_Request_.
Rewrite the listing lines starting at the line containing "Where can the forked" and ending at the end of the listing, swapping "forked branch" for "split branch" and leaving everything else unchanged.

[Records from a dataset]

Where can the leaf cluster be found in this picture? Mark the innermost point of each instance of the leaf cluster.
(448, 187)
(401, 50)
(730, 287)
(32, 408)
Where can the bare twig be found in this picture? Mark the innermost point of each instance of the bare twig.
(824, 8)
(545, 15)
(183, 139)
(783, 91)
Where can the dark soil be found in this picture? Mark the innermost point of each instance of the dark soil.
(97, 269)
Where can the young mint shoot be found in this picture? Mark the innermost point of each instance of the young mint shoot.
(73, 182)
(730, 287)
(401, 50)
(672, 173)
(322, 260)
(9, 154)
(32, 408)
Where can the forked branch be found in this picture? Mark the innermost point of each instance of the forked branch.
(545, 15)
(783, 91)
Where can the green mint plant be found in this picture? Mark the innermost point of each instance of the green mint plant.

_In response_.
Where can the split branch be found in this picture? Mark the innermost point of each instance of the split branch.
(545, 15)
(783, 91)
Where can the green mint plant be found in this picture? Mark the innermost point of each instance of the green mint plant.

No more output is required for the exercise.